- **PROBLEM STATEMENT**:
An exact reproduction of the records is required, with all images left out.

[[ RECORD EXCERPTS, beginning ]]

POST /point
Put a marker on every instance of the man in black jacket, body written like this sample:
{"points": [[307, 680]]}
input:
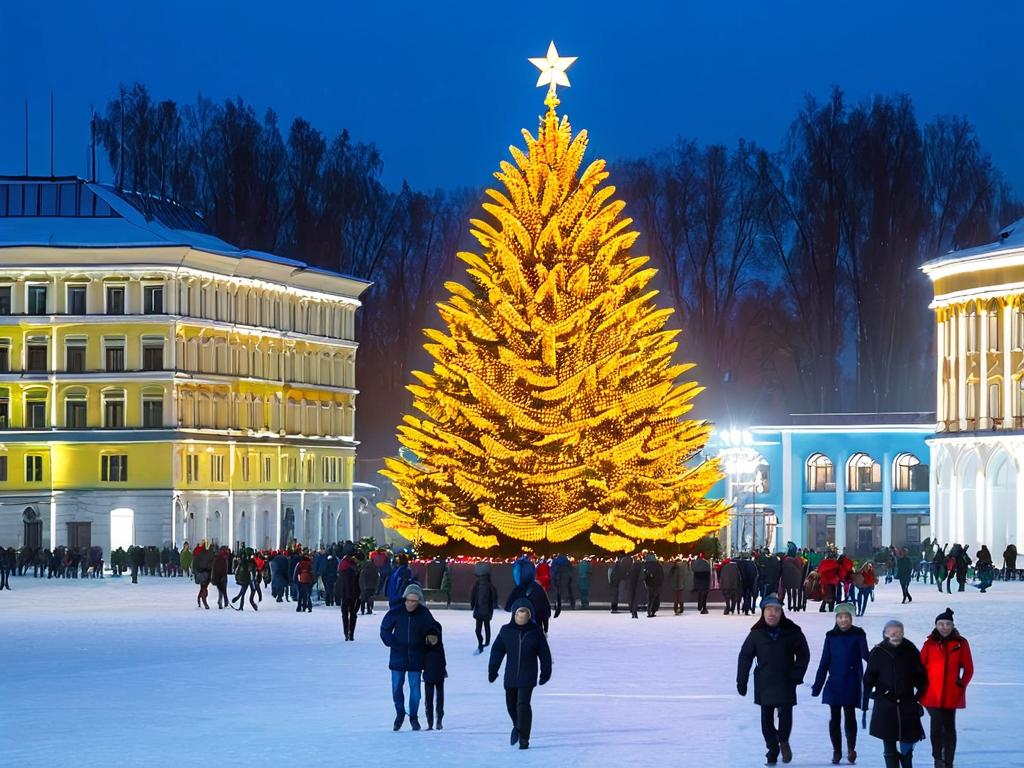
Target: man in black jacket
{"points": [[782, 655]]}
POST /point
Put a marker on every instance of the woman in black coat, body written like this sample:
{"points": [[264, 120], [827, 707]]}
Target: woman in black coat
{"points": [[523, 642], [782, 656], [895, 678], [482, 600]]}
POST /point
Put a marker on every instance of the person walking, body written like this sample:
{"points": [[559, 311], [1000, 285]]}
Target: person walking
{"points": [[347, 593], [403, 630], [865, 589], [701, 582], [895, 678], [482, 601], [839, 676], [620, 572], [780, 649], [947, 662], [523, 642], [434, 672]]}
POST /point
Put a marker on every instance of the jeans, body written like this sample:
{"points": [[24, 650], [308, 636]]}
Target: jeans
{"points": [[517, 702], [398, 692], [774, 736], [835, 734], [943, 734]]}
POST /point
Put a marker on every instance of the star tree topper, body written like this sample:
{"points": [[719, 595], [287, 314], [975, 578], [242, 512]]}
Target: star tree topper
{"points": [[553, 74]]}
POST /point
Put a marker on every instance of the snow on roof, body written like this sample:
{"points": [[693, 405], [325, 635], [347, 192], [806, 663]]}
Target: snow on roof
{"points": [[127, 220], [1011, 239]]}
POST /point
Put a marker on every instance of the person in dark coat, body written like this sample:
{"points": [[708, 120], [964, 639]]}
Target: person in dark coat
{"points": [[218, 576], [280, 573], [840, 673], [895, 679], [434, 672], [369, 581], [748, 584], [529, 589], [701, 582], [653, 579], [949, 667], [526, 647], [346, 591], [561, 572], [620, 572], [728, 580], [1010, 562], [482, 601], [403, 630], [782, 656]]}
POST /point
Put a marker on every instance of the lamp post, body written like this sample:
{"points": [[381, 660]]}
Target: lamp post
{"points": [[740, 460]]}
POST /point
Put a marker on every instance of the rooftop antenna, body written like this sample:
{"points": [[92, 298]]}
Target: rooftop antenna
{"points": [[51, 134], [26, 137]]}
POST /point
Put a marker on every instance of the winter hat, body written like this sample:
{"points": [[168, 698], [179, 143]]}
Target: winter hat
{"points": [[415, 590], [946, 615], [845, 608], [771, 599]]}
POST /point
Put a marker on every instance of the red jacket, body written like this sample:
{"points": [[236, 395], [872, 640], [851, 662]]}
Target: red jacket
{"points": [[949, 669], [828, 569]]}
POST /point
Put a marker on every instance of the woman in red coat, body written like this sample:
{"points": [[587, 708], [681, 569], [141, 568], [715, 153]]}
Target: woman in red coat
{"points": [[946, 656]]}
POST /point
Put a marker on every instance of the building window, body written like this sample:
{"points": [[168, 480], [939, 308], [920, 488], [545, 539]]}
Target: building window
{"points": [[115, 356], [820, 473], [153, 356], [76, 413], [33, 469], [35, 357], [114, 468], [35, 414], [37, 300], [153, 300], [863, 473], [153, 412], [75, 357], [76, 300], [114, 411], [115, 300], [909, 473]]}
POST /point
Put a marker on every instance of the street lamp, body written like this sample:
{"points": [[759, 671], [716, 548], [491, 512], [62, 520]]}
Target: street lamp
{"points": [[740, 460]]}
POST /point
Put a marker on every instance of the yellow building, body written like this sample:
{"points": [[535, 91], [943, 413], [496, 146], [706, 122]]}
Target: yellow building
{"points": [[977, 486], [159, 385]]}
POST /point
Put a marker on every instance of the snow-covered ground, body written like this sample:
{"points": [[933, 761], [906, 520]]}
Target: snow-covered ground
{"points": [[101, 673]]}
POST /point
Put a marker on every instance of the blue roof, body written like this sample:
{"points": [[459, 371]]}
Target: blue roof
{"points": [[74, 213]]}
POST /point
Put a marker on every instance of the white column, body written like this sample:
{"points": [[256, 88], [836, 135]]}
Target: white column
{"points": [[887, 500], [1008, 386], [983, 420], [840, 474], [962, 368], [788, 527]]}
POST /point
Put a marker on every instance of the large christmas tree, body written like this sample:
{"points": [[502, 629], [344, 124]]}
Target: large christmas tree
{"points": [[554, 409]]}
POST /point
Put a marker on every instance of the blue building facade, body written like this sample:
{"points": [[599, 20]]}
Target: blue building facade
{"points": [[858, 486]]}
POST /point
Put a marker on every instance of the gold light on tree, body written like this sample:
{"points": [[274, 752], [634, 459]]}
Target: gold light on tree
{"points": [[553, 409]]}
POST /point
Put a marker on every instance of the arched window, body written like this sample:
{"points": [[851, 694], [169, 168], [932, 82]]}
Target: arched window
{"points": [[909, 473], [820, 473], [863, 473]]}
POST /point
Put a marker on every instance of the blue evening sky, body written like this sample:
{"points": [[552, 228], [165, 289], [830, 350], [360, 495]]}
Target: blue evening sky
{"points": [[443, 87]]}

[[ RECORD EXCERPTS, end ]]

- **SOLUTION TO THIS EXERCISE**:
POST /point
Put a marker on every instance of the man in black jacket, body written like this sample:
{"points": [[307, 680]]}
input:
Target: man in black jacket
{"points": [[782, 655]]}
POST /point
Put a marker on every instance of the woman in black coat, body written like this sample:
{"points": [[264, 120], [827, 707]]}
Target: woman in black coat
{"points": [[523, 642], [782, 656], [895, 678], [482, 600]]}
POST /point
Put a marker on every instance of the person walking, body written like this sample:
{"points": [[559, 311], [1000, 285]]}
Target: person walking
{"points": [[347, 593], [403, 630], [865, 589], [701, 582], [895, 678], [482, 601], [839, 676], [620, 572], [780, 649], [947, 662], [523, 642], [434, 672]]}
POST /point
Put a marker on every instance of the jeans, body written like this sample:
{"points": [[24, 650], [308, 636]]}
Target: jeans
{"points": [[517, 702], [398, 692], [774, 736], [835, 734], [943, 734]]}
POST /point
Put a marker on every instance of the star tree topper, body written like this sample:
{"points": [[719, 595], [287, 314], [975, 578], [242, 512]]}
Target: star tree topper
{"points": [[553, 74]]}
POST /point
Put a marker on every instance of the snow on roof, body written like this sample:
{"points": [[693, 405], [325, 635], [347, 192], [806, 663]]}
Target: snow on roof
{"points": [[127, 220], [1011, 239]]}
POST /point
Put a marker on every instance of the person in dark coat, body written like this sample:
{"points": [[708, 120], [964, 639]]}
Target: person in dark coat
{"points": [[218, 576], [280, 573], [840, 673], [895, 679], [434, 672], [369, 581], [748, 584], [529, 589], [701, 582], [653, 579], [949, 667], [526, 647], [346, 591], [561, 572], [620, 572], [728, 580], [1010, 562], [482, 601], [403, 630], [782, 656]]}
POST /point
Put a marker on every instance of the lamp post, body written like this sample:
{"points": [[381, 660]]}
Target: lamp post
{"points": [[740, 460]]}
POST /point
Put a marker on every instance of the rooftop antenna, body written like this sample:
{"points": [[92, 298]]}
Target: rooftop antenna
{"points": [[51, 134], [26, 137]]}
POST /point
Put a marker on every instance of the winter hat, body written like this sample:
{"points": [[168, 698], [179, 143]]}
Target: winter hat
{"points": [[415, 590], [946, 615], [845, 608], [771, 599]]}
POST /point
Put a marker on every instance of the red jacket, body written like this sample:
{"points": [[236, 395], [872, 640], [851, 662]]}
Target: red jacket
{"points": [[949, 669], [828, 569]]}
POST /point
Put a marker on every instance of the woman in red coat, body written like this sample:
{"points": [[587, 708], [681, 569], [141, 568], [715, 153]]}
Target: woman in red coat
{"points": [[946, 656]]}
POST /point
Put a marker on every instance of the building window, body written like this sample:
{"points": [[168, 480], [939, 308], [920, 488], [545, 539]]}
Target: building window
{"points": [[115, 356], [820, 473], [153, 356], [76, 413], [33, 469], [35, 357], [114, 468], [35, 414], [37, 300], [153, 300], [863, 473], [153, 412], [75, 357], [76, 300], [114, 411], [115, 300], [909, 473]]}
POST /point
Put a marker on every instance of the street lamp, body written like this sample:
{"points": [[759, 671], [716, 548], [491, 512], [62, 520]]}
Target: street lamp
{"points": [[740, 460]]}
POST /point
Put a marker on every instance of the yellow building, body written like this sample:
{"points": [[535, 91], [943, 413], [496, 146], [706, 122]]}
Target: yellow building
{"points": [[977, 486], [159, 385]]}
POST /point
Put a marker on every instance of the snow-covered ground, body written like this sample:
{"points": [[933, 761], [906, 520]]}
Target: snow-covered ground
{"points": [[101, 673]]}
POST /point
Put a marker on every instance of the blue roof, body written like this sample:
{"points": [[459, 371]]}
Target: blue roof
{"points": [[74, 213]]}
POST /point
Put a marker on every instance of the white column, body written like this sample:
{"points": [[256, 88], [836, 135]]}
Target: white column
{"points": [[887, 500], [1008, 386], [983, 420], [840, 474], [962, 368], [788, 527]]}
POST /point
Put a marker on every instance of the large christmas tree, body written like this sample:
{"points": [[502, 629], [344, 124]]}
Target: large christmas tree
{"points": [[554, 409]]}
POST /point
Put a marker on every instance of the blue building facade, body written like this sample:
{"points": [[599, 20]]}
Target: blue building facade
{"points": [[858, 486]]}
POST /point
Put a marker on every instance of the gold light on tree, body written like this sample:
{"points": [[274, 752], [634, 459]]}
Target: gold light on tree
{"points": [[553, 409]]}
POST /point
Put a marker on every instance of the arched window, body written like this sample:
{"points": [[851, 694], [169, 168], [932, 82]]}
Target: arched window
{"points": [[909, 473], [820, 473], [863, 473]]}
POST /point
Put a marker on every instance of the blue evening sky, body written like this sample:
{"points": [[552, 228], [165, 289], [830, 350], [360, 495]]}
Target: blue evening sky
{"points": [[443, 87]]}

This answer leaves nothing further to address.